- _Trecho selecionado_
09/12/2011
Ano 15 - Número 765


 

ENÉAS ATHANÁZIO
ARQUIVO

 

Enéas Athanázio




A PIRAMBEIRA



 

Enéas Athanázio, colunista - CooJornal

Distante uns poucos quilômetros de Calmon, a Pirambeira é uma serra com personalidade. Não que se destaque pela altura, que temos serras muito mais elevadas, ou pelo tamanho, uma vez que outras existem na região ocupando espaços mais avantajados. Também não é pelo formato, algo retangular, que ela se impõe. Ela se destaca, na verdade, por dois fatos, um de natureza histórica e outro de fundo acústico. Mas existirá fato de fundo acústico? – indagará com razão o eventual leitor. Pois tentarei me explicar.

Pelo lado direito da Pirambeira, no sentido norte-sul, corriam os trilhos da Rede Viação Paraná-Santa Catarina, a ferrovia que ligava a região sul ao centro do país. Encostados no paredão de pedra, recoberto de espessa cobertura verde, os trilhos acompanhavam as curvas da serra, como se a envolvessem num início de abraço que nunca se fechava, uma vez que mais adiante tomavam outro rumo. Na sua passagem, porém, os velhos trens pareciam martelar com mais força o aço de seus trilhos. Esse martelar ecoava naquele paredão e repercutia na baixada, tomando tal intensidade que se ouvia com perfeição em Calmon, cuja estação estava sempre povoada de curiosos que lá se juntavam para ver a passagem do trem. Trilhando aquele caminho, os trens pareciam se anunciar à distância, enviando como vanguarda aqueles sons cantantes e encadeados. Não bastasse isso, os velhos maquinistas, artistas no manuseio do apito, somavam ao matraquear dos trilhos o choro das locomotivas, em apitos sextavados ou oitavados, conforme o horário e o tipo da composição que se anunciava. E assim, no correr dos anos e na sucessão das gerações, a Pirambeira se fixou na memória dos habitantes à cantilena dos apitos e dos trilhos, conquistando destaque na história local graças a esse fundo acústico. Com a extinção da ferrovia, a Pirambeira silenciou e hoje se reveste de uma floresta ainda mais densa e verdejante. Tornou-se, dizem, o refúgio da fauna escorraçada pelas plantações de pinus.

- _Linhas extraídas_
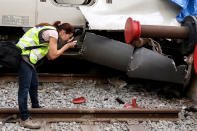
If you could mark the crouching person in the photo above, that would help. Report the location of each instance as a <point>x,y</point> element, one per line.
<point>36,43</point>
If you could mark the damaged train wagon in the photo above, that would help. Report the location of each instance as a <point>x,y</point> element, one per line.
<point>141,38</point>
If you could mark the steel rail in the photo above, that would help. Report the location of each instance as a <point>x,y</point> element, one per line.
<point>101,115</point>
<point>49,77</point>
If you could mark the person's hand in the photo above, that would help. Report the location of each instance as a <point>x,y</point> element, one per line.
<point>72,44</point>
<point>70,39</point>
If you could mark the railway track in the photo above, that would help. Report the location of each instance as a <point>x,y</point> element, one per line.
<point>88,116</point>
<point>49,77</point>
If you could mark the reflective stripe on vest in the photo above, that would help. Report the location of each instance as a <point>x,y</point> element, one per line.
<point>31,38</point>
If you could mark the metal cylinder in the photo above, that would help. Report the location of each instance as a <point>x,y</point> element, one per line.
<point>173,32</point>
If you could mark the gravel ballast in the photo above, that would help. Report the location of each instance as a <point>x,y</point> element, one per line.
<point>100,95</point>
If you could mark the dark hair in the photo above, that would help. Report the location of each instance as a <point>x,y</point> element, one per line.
<point>65,26</point>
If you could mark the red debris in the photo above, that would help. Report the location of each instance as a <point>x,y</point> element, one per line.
<point>128,106</point>
<point>133,105</point>
<point>79,100</point>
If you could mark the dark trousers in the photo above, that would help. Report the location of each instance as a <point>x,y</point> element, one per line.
<point>28,82</point>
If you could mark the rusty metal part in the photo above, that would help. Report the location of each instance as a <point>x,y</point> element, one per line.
<point>48,77</point>
<point>136,62</point>
<point>151,31</point>
<point>148,64</point>
<point>81,115</point>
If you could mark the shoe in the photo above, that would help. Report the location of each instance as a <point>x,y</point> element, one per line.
<point>29,123</point>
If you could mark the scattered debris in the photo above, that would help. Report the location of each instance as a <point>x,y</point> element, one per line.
<point>120,101</point>
<point>12,117</point>
<point>117,82</point>
<point>133,105</point>
<point>191,109</point>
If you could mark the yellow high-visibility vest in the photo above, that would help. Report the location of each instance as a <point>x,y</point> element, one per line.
<point>31,38</point>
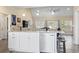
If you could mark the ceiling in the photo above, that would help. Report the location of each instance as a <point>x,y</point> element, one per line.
<point>59,11</point>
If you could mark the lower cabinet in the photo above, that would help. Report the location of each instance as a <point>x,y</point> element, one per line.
<point>29,42</point>
<point>32,42</point>
<point>13,41</point>
<point>23,42</point>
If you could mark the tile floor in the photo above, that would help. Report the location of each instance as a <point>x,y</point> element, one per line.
<point>4,47</point>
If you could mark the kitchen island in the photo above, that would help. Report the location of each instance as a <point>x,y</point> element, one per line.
<point>32,42</point>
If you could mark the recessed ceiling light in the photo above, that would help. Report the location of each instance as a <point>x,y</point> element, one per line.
<point>23,14</point>
<point>37,10</point>
<point>37,14</point>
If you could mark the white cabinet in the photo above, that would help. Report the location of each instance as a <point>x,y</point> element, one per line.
<point>48,42</point>
<point>29,42</point>
<point>13,41</point>
<point>23,41</point>
<point>32,42</point>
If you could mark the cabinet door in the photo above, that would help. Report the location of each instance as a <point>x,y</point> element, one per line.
<point>48,42</point>
<point>29,42</point>
<point>13,42</point>
<point>10,41</point>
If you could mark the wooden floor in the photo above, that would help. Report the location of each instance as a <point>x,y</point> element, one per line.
<point>3,46</point>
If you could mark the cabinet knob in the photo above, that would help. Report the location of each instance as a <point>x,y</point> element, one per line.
<point>51,35</point>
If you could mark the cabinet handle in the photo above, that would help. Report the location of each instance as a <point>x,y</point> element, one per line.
<point>51,35</point>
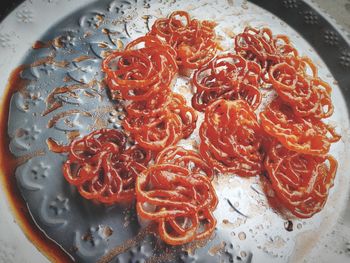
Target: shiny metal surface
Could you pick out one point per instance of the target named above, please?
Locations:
(64, 95)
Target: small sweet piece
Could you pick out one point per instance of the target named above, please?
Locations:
(231, 138)
(228, 77)
(103, 168)
(308, 96)
(144, 70)
(194, 40)
(143, 73)
(303, 135)
(159, 128)
(261, 46)
(180, 201)
(185, 158)
(297, 182)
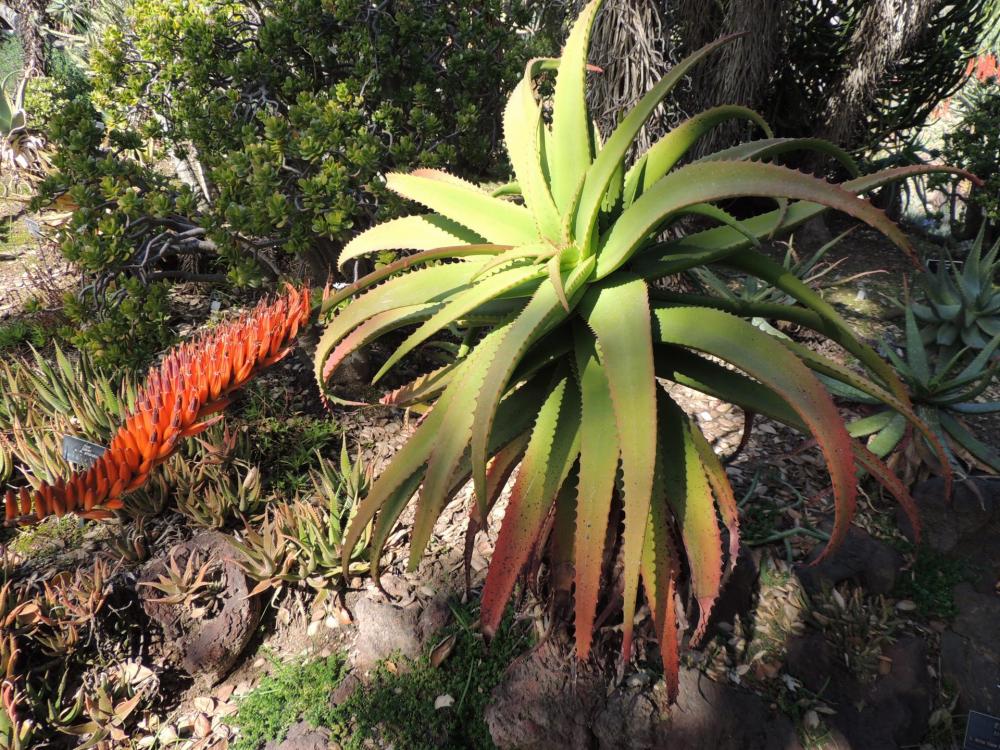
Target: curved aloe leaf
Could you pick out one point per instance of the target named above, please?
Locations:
(461, 304)
(664, 155)
(496, 220)
(550, 455)
(737, 342)
(599, 452)
(767, 148)
(612, 155)
(523, 126)
(421, 232)
(690, 497)
(710, 181)
(568, 153)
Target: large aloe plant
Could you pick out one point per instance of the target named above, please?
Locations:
(549, 282)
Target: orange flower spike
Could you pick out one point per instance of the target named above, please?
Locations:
(192, 382)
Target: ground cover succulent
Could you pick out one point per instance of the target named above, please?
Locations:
(178, 400)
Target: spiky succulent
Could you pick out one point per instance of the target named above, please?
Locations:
(549, 284)
(943, 394)
(962, 303)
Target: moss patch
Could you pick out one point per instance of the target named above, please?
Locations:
(397, 705)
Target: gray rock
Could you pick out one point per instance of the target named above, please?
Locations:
(861, 557)
(301, 736)
(435, 616)
(548, 700)
(970, 650)
(205, 647)
(343, 692)
(891, 712)
(975, 504)
(385, 629)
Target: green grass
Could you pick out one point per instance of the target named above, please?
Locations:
(48, 537)
(293, 690)
(930, 583)
(17, 333)
(397, 704)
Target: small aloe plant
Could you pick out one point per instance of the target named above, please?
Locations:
(962, 307)
(943, 394)
(564, 335)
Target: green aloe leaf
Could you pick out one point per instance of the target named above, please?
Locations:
(768, 148)
(689, 495)
(664, 155)
(538, 317)
(551, 453)
(710, 181)
(619, 315)
(458, 306)
(523, 132)
(611, 158)
(568, 153)
(422, 232)
(660, 567)
(599, 453)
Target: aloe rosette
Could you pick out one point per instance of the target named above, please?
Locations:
(944, 393)
(178, 400)
(549, 283)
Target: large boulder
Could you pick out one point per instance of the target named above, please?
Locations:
(860, 557)
(970, 650)
(547, 700)
(384, 630)
(301, 736)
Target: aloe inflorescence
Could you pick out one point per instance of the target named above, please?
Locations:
(179, 397)
(549, 284)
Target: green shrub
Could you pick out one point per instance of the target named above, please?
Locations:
(974, 144)
(296, 126)
(125, 336)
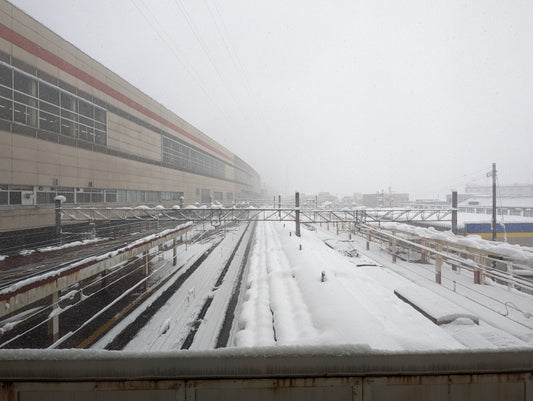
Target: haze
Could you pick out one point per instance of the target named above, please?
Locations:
(343, 96)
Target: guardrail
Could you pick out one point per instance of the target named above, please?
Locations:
(353, 372)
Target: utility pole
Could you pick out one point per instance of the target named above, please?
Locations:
(494, 236)
(297, 212)
(454, 212)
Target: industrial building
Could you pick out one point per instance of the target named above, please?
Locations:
(71, 127)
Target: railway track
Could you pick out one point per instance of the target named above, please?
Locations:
(196, 310)
(89, 308)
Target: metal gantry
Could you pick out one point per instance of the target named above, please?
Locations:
(219, 215)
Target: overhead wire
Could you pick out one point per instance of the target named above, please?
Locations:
(229, 89)
(167, 41)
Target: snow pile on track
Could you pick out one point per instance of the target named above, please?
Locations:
(513, 251)
(287, 303)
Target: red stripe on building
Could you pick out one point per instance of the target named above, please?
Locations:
(33, 48)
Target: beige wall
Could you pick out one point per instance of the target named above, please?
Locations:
(26, 160)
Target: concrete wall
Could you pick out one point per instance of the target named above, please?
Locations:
(131, 158)
(326, 373)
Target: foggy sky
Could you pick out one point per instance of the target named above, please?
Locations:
(342, 96)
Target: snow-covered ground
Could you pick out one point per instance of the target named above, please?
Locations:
(317, 296)
(298, 291)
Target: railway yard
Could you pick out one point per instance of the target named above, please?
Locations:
(253, 284)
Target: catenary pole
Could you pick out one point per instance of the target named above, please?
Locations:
(494, 235)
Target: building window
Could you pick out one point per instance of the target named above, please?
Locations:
(183, 157)
(30, 101)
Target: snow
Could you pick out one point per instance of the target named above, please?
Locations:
(69, 245)
(513, 251)
(300, 293)
(354, 306)
(437, 308)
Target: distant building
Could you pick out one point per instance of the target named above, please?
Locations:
(507, 206)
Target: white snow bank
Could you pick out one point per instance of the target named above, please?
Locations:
(512, 251)
(436, 308)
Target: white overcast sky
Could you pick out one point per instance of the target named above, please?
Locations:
(340, 95)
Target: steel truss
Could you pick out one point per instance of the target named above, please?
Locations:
(219, 215)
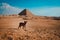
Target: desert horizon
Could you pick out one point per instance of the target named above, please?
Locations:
(13, 27)
(29, 19)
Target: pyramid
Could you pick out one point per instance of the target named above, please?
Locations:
(25, 12)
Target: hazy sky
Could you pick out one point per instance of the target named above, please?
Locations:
(38, 7)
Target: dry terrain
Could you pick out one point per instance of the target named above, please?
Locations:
(37, 28)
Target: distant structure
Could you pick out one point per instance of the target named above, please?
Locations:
(25, 12)
(21, 24)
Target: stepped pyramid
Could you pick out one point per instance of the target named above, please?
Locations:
(25, 12)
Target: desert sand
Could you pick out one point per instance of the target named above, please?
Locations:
(37, 27)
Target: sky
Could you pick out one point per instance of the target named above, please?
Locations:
(37, 7)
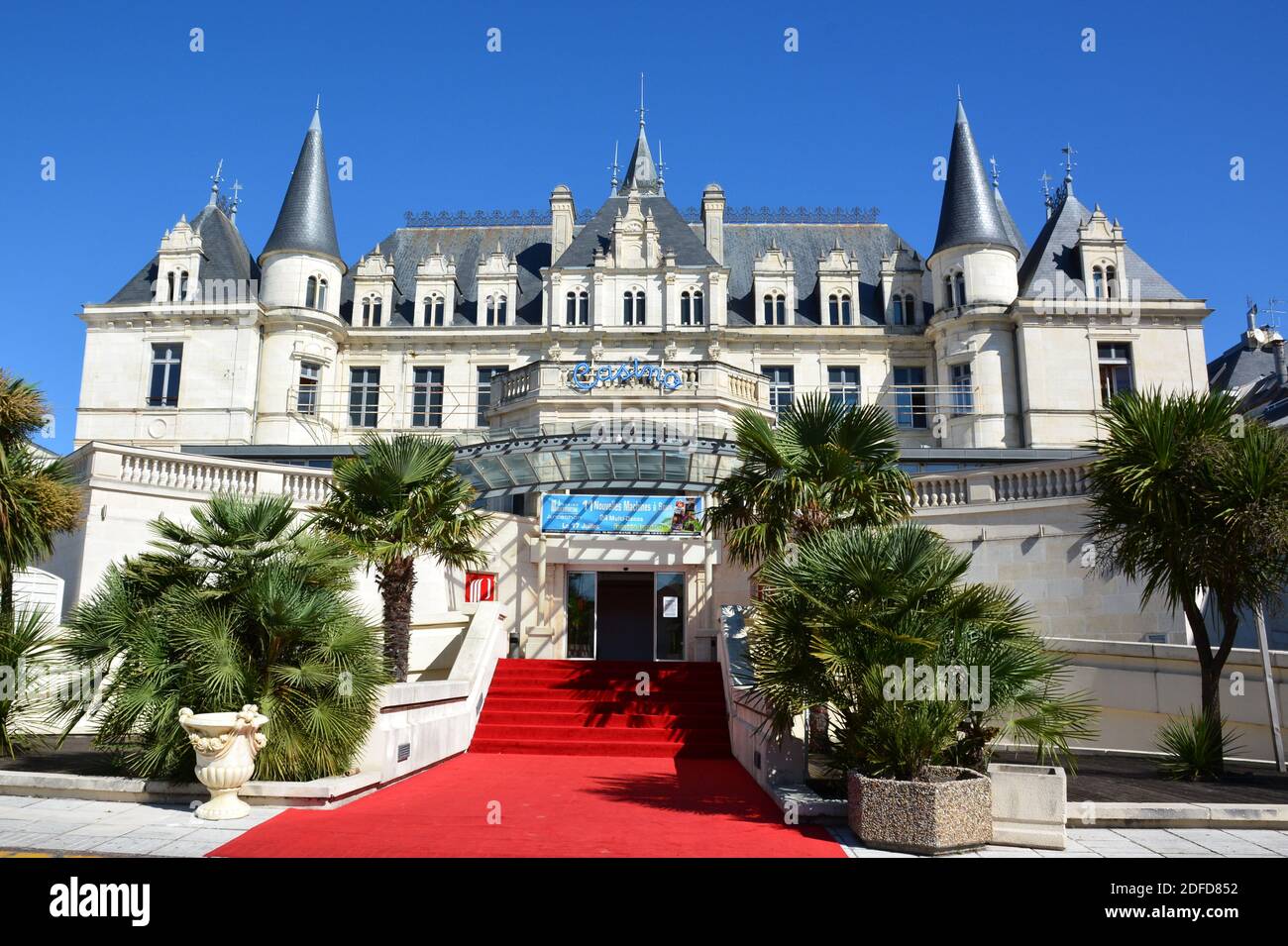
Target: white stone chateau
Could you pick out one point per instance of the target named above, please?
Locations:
(454, 327)
(589, 365)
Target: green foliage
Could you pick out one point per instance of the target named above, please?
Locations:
(244, 606)
(849, 604)
(823, 465)
(38, 497)
(26, 649)
(399, 498)
(1196, 745)
(1189, 495)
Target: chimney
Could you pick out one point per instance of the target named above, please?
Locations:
(1250, 338)
(712, 220)
(563, 215)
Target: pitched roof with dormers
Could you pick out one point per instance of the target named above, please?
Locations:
(1054, 261)
(223, 257)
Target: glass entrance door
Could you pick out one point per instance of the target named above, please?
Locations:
(581, 614)
(669, 615)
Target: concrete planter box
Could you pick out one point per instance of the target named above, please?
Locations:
(947, 809)
(1028, 804)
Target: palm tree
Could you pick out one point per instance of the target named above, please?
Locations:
(1189, 495)
(851, 604)
(824, 464)
(395, 499)
(246, 605)
(38, 497)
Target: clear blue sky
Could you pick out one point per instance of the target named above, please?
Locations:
(434, 121)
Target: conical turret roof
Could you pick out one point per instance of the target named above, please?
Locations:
(969, 213)
(305, 223)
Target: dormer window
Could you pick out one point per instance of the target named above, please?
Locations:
(838, 308)
(691, 308)
(578, 312)
(433, 309)
(774, 305)
(372, 310)
(632, 308)
(314, 292)
(496, 310)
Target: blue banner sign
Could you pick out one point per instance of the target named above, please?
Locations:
(656, 515)
(587, 377)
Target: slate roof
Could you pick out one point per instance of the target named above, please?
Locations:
(1013, 232)
(674, 232)
(1249, 374)
(969, 211)
(224, 257)
(406, 248)
(866, 244)
(305, 222)
(1054, 257)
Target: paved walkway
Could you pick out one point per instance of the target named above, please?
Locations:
(170, 830)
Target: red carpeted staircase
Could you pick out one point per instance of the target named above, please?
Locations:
(591, 708)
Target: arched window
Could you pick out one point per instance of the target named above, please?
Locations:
(776, 309)
(838, 308)
(691, 308)
(576, 313)
(496, 310)
(632, 308)
(434, 309)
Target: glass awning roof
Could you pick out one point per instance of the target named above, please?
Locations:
(555, 457)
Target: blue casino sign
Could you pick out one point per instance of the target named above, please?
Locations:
(588, 377)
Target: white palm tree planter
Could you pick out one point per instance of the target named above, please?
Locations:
(226, 745)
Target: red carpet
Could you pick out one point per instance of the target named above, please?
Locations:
(596, 708)
(550, 806)
(576, 764)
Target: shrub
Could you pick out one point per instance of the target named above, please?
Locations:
(1196, 745)
(244, 606)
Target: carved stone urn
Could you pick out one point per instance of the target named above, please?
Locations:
(226, 745)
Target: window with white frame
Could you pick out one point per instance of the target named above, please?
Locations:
(962, 387)
(1116, 374)
(578, 308)
(372, 310)
(632, 308)
(691, 308)
(426, 398)
(364, 396)
(910, 396)
(838, 308)
(434, 313)
(166, 367)
(307, 394)
(774, 308)
(496, 309)
(842, 385)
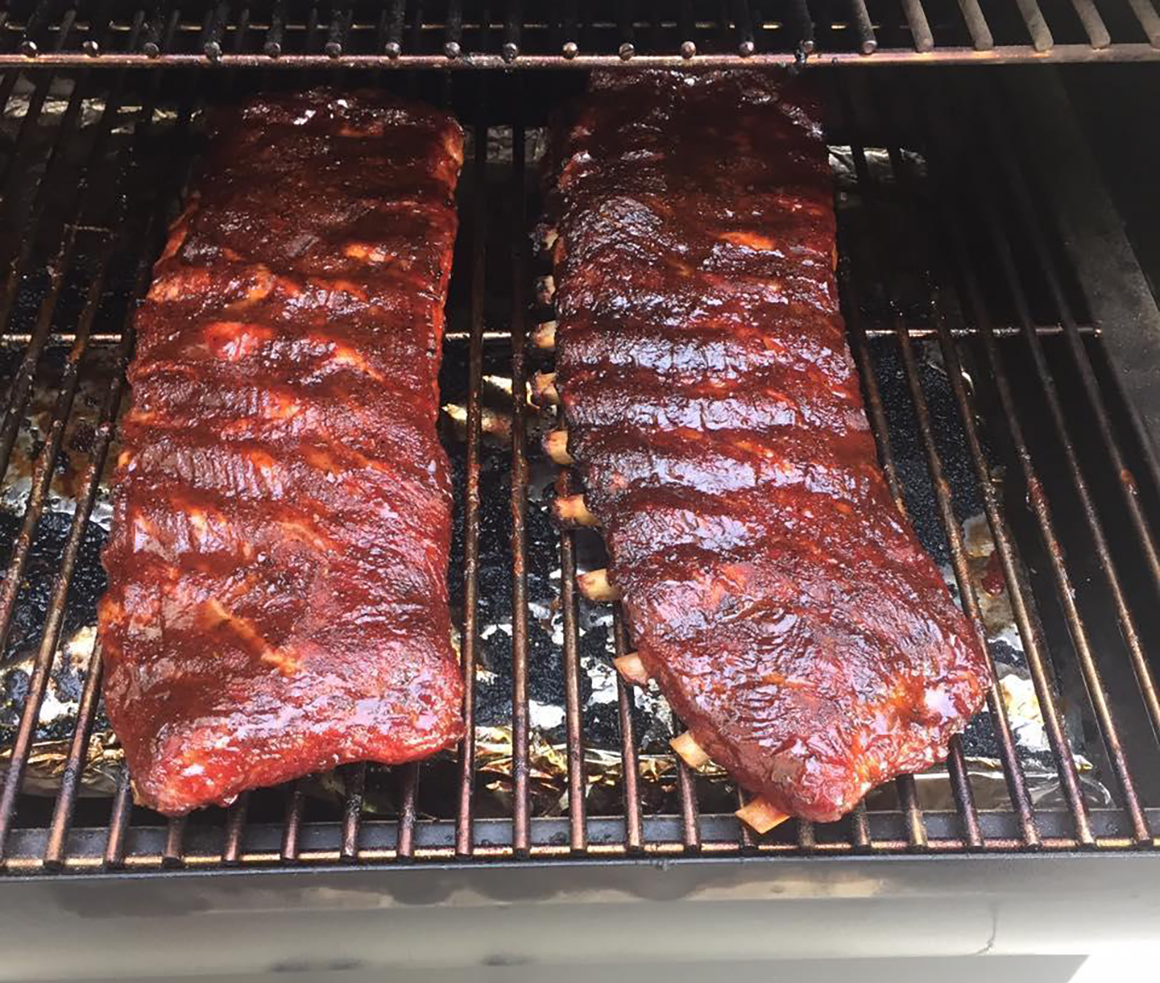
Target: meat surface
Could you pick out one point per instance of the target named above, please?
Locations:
(771, 586)
(277, 598)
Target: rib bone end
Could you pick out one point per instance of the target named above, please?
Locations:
(631, 670)
(689, 751)
(543, 389)
(572, 511)
(761, 816)
(595, 587)
(556, 443)
(544, 337)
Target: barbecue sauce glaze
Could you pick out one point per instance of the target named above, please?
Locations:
(773, 587)
(277, 566)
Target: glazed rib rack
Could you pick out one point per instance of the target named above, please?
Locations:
(985, 382)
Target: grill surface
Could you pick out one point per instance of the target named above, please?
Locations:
(987, 388)
(579, 34)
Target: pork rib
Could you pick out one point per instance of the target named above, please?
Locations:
(773, 588)
(282, 506)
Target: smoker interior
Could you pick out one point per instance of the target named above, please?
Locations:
(1000, 421)
(552, 33)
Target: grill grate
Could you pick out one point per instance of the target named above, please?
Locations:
(284, 33)
(986, 387)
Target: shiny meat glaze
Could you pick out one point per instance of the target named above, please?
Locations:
(773, 588)
(277, 568)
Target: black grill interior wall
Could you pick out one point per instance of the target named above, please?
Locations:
(985, 375)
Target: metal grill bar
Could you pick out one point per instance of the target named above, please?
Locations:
(464, 841)
(1150, 20)
(919, 24)
(977, 24)
(1036, 26)
(578, 835)
(520, 723)
(292, 33)
(633, 828)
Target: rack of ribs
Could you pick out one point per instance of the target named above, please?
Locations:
(773, 587)
(277, 598)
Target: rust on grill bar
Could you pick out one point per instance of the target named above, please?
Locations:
(84, 214)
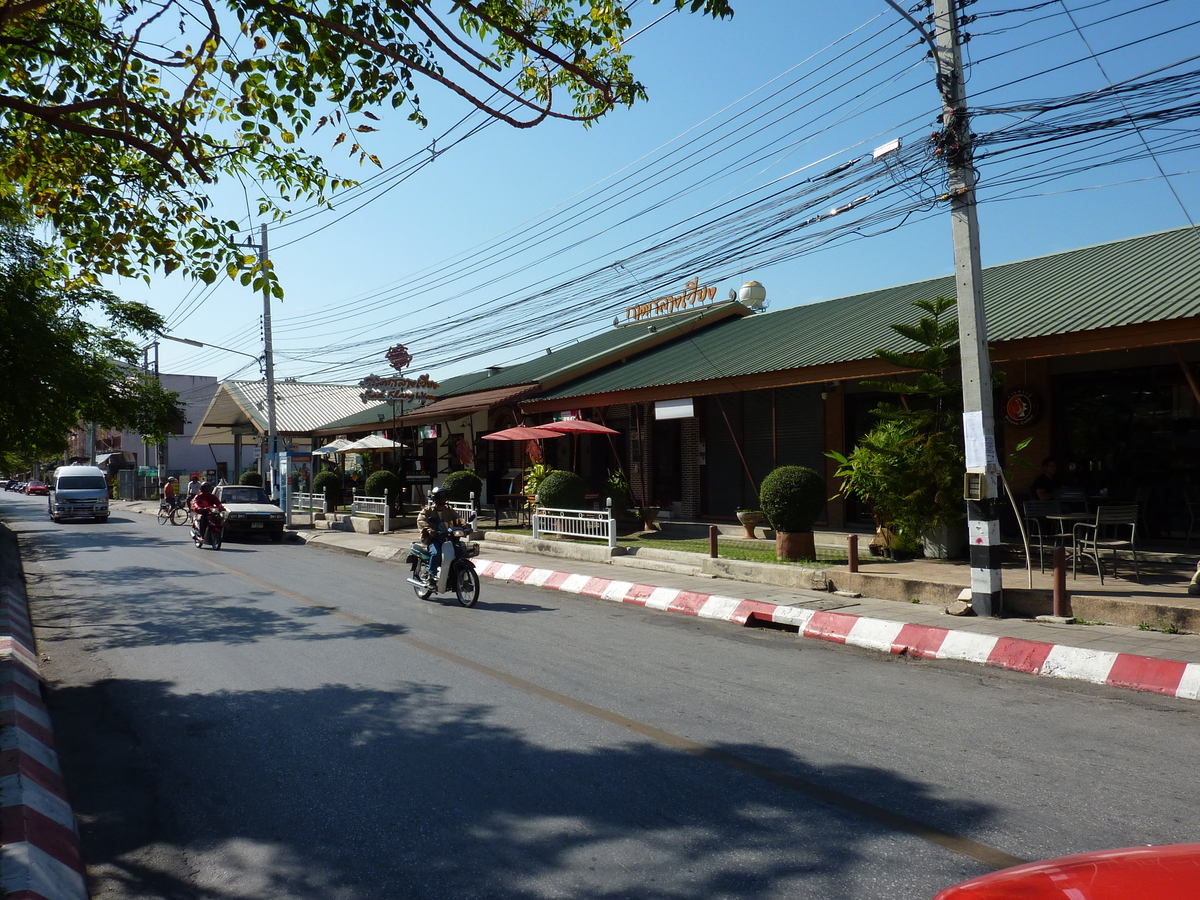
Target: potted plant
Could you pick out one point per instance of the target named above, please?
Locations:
(617, 490)
(793, 497)
(750, 519)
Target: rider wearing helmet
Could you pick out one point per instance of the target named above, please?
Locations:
(204, 503)
(436, 521)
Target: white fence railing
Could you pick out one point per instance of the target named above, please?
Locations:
(375, 507)
(598, 525)
(311, 502)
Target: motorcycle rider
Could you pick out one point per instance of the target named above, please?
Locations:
(436, 521)
(203, 503)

- _Instruções de trabalho_
A) Diga se cada afirmação abaixo concorda com o texto sobre a Pirambeira, respondendo sim ou não e citando as palavras do texto que decidem: (i) A Pirambeira se destaca por ser mais alta que as outras serras da região. (ii) Os trilhos corriam pelo lado direito da Pirambeira, no sentido norte-sul. (iii) Depois da extinção da ferrovia, a Pirambeira passou a ter uma floresta ainda mais densa.
B) Prolongue o texto sobre a Pirambeira, começando logo após a última frase.

- _Respostas abaixo_
A)
(i) Não: "Não que se destaque pela altura, que temos serras muito mais elevadas"
(ii) Sim: "Pelo lado direito da Pirambeira, no sentido norte-sul, corriam os trilhos da Rede Viação Paraná-Santa Catarina"
(iii) Sim: "Com a extinção da ferrovia, a Pirambeira silenciou e hoje se reveste de uma floresta ainda mais densa e verdejante."

B)
Mas a Pirambeira se impõe ainda pelo fundo histórico. É testemunha ocular e insuspeita dos mais dramáticos episódios da Guerra do Contestado, e, mais ainda, a única que presenciou o monumental incêndio da Vila de Calmon pelos jagunços revoltosos. Quando a serraria ardeu, com as imensas labaredas saltando de suas pilhas de toras e madeiras, todo o sertão se iluminou e as noites clarearam como se o próprio dia continuasse. E a Pirambeira, ali tão perto, refletia em suas penedias o clarão espantoso que invadiu o sertão, afugentando seus moradores, humanos e animais, e, quem sabe, até alguns fantasmas temerosos de tanta luz. Tudo a Pirambeira poderá contar, bastando que o interessado tenha ouvidos para saber ouvir.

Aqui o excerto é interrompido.